What is asked ▸ Pull out every line of the records below that contains the string "query".

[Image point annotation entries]
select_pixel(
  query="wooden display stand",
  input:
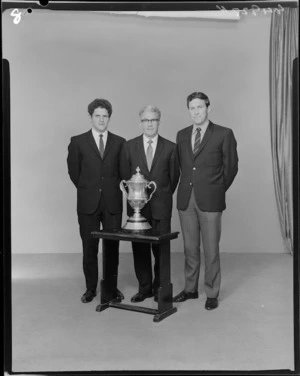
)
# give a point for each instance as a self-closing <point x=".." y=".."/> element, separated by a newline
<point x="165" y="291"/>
---
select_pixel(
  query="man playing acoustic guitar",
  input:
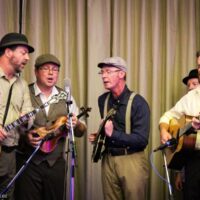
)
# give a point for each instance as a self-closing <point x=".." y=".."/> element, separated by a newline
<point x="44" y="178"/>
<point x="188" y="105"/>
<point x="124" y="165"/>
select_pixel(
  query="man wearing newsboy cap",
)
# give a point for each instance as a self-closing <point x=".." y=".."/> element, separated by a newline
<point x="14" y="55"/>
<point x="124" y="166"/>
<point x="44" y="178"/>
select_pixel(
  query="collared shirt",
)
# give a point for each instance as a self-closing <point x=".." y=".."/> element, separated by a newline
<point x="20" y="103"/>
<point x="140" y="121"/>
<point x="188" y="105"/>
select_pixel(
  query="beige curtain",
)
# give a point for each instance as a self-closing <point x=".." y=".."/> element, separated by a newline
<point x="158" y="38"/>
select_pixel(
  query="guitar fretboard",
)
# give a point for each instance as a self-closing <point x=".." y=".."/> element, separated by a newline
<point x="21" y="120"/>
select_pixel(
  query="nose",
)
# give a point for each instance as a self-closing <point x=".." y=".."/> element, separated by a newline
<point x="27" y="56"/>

Answer to the exercise ▸
  query="wooden display stand",
  query="man playing acoustic guitar",
  query="man wearing newsboy cap",
  query="collared shirt",
  query="beige curtain",
  query="guitar fretboard",
  query="nose",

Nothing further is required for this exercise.